Named-object pointing records ->
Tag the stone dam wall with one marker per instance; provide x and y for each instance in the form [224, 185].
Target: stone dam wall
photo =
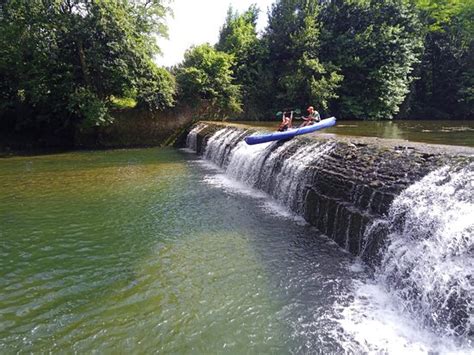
[348, 187]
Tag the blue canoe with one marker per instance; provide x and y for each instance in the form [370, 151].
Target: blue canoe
[263, 138]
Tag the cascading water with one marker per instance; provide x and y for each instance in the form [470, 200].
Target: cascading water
[191, 138]
[423, 283]
[279, 169]
[427, 261]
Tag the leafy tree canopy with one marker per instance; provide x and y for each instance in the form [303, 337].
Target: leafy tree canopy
[205, 81]
[62, 61]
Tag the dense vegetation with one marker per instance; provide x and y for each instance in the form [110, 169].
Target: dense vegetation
[62, 62]
[65, 64]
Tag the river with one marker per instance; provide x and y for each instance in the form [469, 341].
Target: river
[158, 250]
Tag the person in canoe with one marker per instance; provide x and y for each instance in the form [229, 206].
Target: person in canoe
[313, 116]
[286, 121]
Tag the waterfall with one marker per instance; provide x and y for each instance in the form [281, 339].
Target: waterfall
[422, 245]
[279, 168]
[427, 258]
[191, 138]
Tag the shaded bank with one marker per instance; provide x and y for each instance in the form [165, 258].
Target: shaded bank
[131, 128]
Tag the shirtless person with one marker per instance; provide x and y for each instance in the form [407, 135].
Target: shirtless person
[313, 116]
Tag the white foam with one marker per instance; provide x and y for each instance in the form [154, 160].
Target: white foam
[376, 323]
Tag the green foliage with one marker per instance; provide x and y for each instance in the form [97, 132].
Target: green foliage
[205, 81]
[377, 45]
[446, 73]
[293, 39]
[238, 37]
[64, 60]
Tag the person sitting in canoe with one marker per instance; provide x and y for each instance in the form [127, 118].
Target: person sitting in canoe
[286, 121]
[313, 116]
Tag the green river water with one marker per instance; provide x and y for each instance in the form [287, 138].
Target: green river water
[132, 251]
[455, 132]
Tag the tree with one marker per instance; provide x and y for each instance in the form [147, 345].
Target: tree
[61, 61]
[446, 72]
[205, 82]
[238, 37]
[293, 40]
[377, 44]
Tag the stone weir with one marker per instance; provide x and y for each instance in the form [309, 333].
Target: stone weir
[406, 209]
[340, 186]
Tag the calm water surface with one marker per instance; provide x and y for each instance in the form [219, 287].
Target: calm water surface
[435, 132]
[140, 250]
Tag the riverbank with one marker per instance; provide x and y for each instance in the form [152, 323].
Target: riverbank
[131, 128]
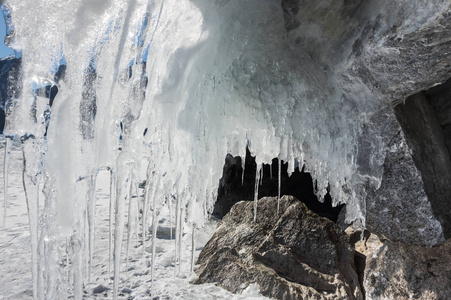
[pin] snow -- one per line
(15, 261)
(221, 77)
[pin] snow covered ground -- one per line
(136, 281)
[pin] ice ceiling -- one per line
(179, 84)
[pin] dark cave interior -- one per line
(233, 188)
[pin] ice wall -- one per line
(177, 86)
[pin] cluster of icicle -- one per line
(159, 92)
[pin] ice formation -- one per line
(158, 92)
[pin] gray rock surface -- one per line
(296, 255)
(400, 209)
(383, 52)
(397, 271)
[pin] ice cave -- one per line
(226, 149)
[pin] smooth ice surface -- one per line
(174, 87)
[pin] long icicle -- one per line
(131, 224)
(170, 215)
(257, 180)
(182, 213)
(111, 218)
(154, 240)
(33, 219)
(5, 178)
(145, 212)
(193, 242)
(279, 180)
(121, 198)
(91, 221)
(177, 225)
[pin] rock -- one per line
(400, 209)
(99, 289)
(298, 255)
(394, 270)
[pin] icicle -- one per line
(279, 176)
(31, 195)
(91, 220)
(243, 166)
(5, 177)
(170, 216)
(132, 215)
(261, 175)
(154, 240)
(121, 197)
(177, 230)
(77, 266)
(257, 180)
(193, 246)
(111, 218)
(145, 209)
(270, 170)
(182, 213)
(179, 235)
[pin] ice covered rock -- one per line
(393, 270)
(298, 255)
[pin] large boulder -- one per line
(295, 255)
(392, 270)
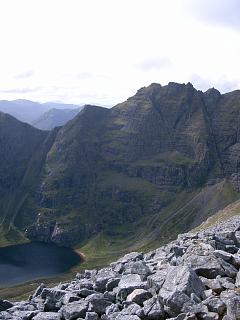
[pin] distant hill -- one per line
(55, 118)
(131, 177)
(29, 111)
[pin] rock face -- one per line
(55, 118)
(157, 164)
(181, 292)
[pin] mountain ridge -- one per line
(122, 172)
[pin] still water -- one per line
(26, 262)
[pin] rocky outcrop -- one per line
(169, 153)
(167, 283)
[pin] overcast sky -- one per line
(102, 51)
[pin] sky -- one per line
(103, 51)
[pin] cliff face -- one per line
(159, 163)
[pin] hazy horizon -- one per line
(102, 52)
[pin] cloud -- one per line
(20, 90)
(225, 13)
(24, 75)
(154, 64)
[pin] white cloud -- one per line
(103, 51)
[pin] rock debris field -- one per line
(194, 277)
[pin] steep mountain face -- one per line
(55, 118)
(23, 151)
(29, 111)
(151, 167)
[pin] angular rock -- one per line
(47, 316)
(139, 296)
(153, 309)
(181, 279)
(74, 310)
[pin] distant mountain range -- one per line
(31, 112)
(132, 176)
(55, 118)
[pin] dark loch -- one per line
(31, 261)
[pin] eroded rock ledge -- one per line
(194, 277)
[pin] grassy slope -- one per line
(152, 232)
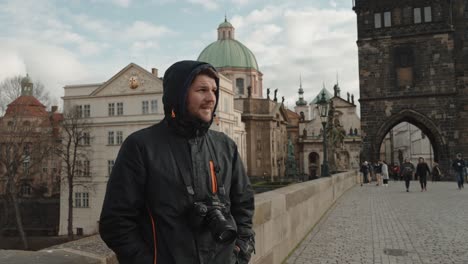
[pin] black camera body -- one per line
(211, 214)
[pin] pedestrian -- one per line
(178, 192)
(436, 173)
(422, 170)
(385, 175)
(459, 166)
(395, 171)
(365, 172)
(378, 172)
(407, 172)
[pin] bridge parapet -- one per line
(283, 217)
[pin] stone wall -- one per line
(283, 217)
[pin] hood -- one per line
(176, 82)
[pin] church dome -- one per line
(227, 52)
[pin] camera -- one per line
(211, 214)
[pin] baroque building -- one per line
(343, 133)
(412, 64)
(265, 118)
(129, 101)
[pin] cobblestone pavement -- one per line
(372, 224)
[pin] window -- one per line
(240, 86)
(120, 108)
(81, 200)
(427, 14)
(86, 111)
(86, 139)
(26, 189)
(86, 168)
(404, 66)
(119, 137)
(387, 19)
(154, 106)
(144, 107)
(378, 20)
(417, 15)
(111, 109)
(110, 165)
(78, 168)
(110, 138)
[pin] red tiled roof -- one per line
(26, 105)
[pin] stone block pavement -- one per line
(373, 224)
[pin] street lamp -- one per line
(322, 105)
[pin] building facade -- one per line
(129, 101)
(412, 64)
(344, 140)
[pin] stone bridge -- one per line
(310, 223)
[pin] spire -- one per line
(225, 30)
(301, 101)
(26, 85)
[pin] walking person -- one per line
(459, 166)
(422, 170)
(178, 192)
(407, 172)
(378, 172)
(385, 175)
(365, 172)
(436, 173)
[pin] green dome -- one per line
(228, 53)
(225, 24)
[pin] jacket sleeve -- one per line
(123, 206)
(242, 208)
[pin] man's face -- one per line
(201, 98)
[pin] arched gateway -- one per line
(412, 66)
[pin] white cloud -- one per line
(207, 4)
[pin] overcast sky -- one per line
(77, 41)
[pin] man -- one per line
(407, 172)
(422, 170)
(459, 166)
(178, 192)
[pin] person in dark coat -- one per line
(459, 166)
(407, 172)
(422, 170)
(178, 192)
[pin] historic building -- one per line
(29, 166)
(343, 133)
(28, 132)
(129, 101)
(412, 64)
(406, 141)
(235, 61)
(265, 118)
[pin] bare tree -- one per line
(25, 143)
(10, 89)
(74, 152)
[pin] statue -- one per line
(291, 169)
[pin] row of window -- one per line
(420, 15)
(117, 109)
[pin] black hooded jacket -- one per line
(147, 215)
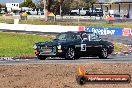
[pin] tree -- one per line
(54, 5)
(28, 3)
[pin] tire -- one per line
(104, 54)
(81, 80)
(41, 57)
(70, 54)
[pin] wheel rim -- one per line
(71, 53)
(104, 53)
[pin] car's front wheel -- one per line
(40, 57)
(70, 54)
(104, 54)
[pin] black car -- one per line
(73, 45)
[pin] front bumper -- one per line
(53, 53)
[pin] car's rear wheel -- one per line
(70, 54)
(40, 57)
(104, 54)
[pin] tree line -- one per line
(54, 5)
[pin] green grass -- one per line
(13, 44)
(91, 23)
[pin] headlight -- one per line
(35, 46)
(59, 46)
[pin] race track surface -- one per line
(111, 59)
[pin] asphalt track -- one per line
(111, 59)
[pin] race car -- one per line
(73, 45)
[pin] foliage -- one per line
(28, 3)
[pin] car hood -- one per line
(51, 43)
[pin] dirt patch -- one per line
(57, 76)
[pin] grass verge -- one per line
(14, 44)
(90, 23)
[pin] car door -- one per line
(94, 45)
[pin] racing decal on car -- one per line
(83, 47)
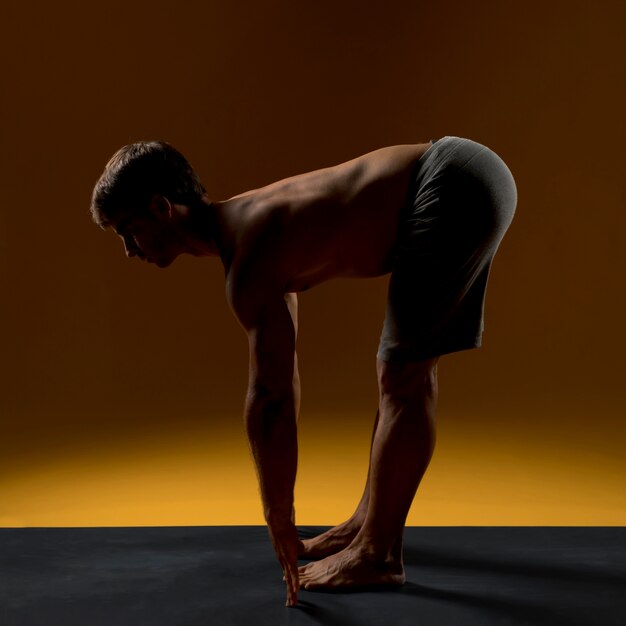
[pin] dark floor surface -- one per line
(227, 575)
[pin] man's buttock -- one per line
(462, 198)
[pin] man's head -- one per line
(136, 196)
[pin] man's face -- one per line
(147, 238)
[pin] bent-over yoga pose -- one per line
(429, 214)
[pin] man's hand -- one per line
(287, 546)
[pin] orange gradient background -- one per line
(122, 385)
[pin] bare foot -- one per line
(331, 541)
(351, 568)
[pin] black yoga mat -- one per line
(457, 576)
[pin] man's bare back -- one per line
(340, 221)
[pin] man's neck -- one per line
(202, 230)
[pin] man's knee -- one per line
(405, 382)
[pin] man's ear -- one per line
(160, 206)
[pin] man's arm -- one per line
(270, 320)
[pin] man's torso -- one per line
(340, 221)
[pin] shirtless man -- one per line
(430, 214)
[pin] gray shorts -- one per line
(461, 200)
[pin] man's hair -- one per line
(136, 172)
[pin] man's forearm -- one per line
(272, 433)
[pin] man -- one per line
(430, 214)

Given request ->
Pull out the lines running from the one with "[pin] grass verge -- one per line" up to and including the last line of the records, and copy them unchanged. Leave the picture out of your answer.

Result ->
[pin] grass verge -- one per line
(14, 44)
(90, 23)
[pin] car door -- one per line
(94, 45)
[pin] racing decal on car -- one per line
(83, 47)
[pin] dark floor surface -- one per line
(227, 575)
[pin] man's buttock -- one per line
(462, 198)
[pin] man's head -- one per line
(136, 196)
[pin] man's face -- one per line
(147, 238)
[pin] bent-over yoga pose -- one per line
(429, 214)
[pin] man's hand -- one per line
(287, 546)
[pin] orange gradient background -- one per line
(122, 385)
[pin] bare foot -- one per line
(331, 541)
(351, 568)
[pin] black yoga mat -- one per line
(457, 576)
[pin] man's bare back -- one per line
(340, 221)
[pin] man's neck -- one per line
(202, 230)
[pin] man's knee -- one per line
(405, 382)
[pin] man's ear -- one per line
(160, 206)
[pin] man's arm -- one per line
(270, 320)
[pin] man's torso -- one per line
(340, 221)
[pin] shirtless man -- one per line
(430, 214)
[pin] gray shorts -- one per line
(461, 200)
[pin] man's hair -- one per line
(136, 172)
[pin] man's forearm -- one per line
(272, 433)
[pin] man -- one per line
(430, 214)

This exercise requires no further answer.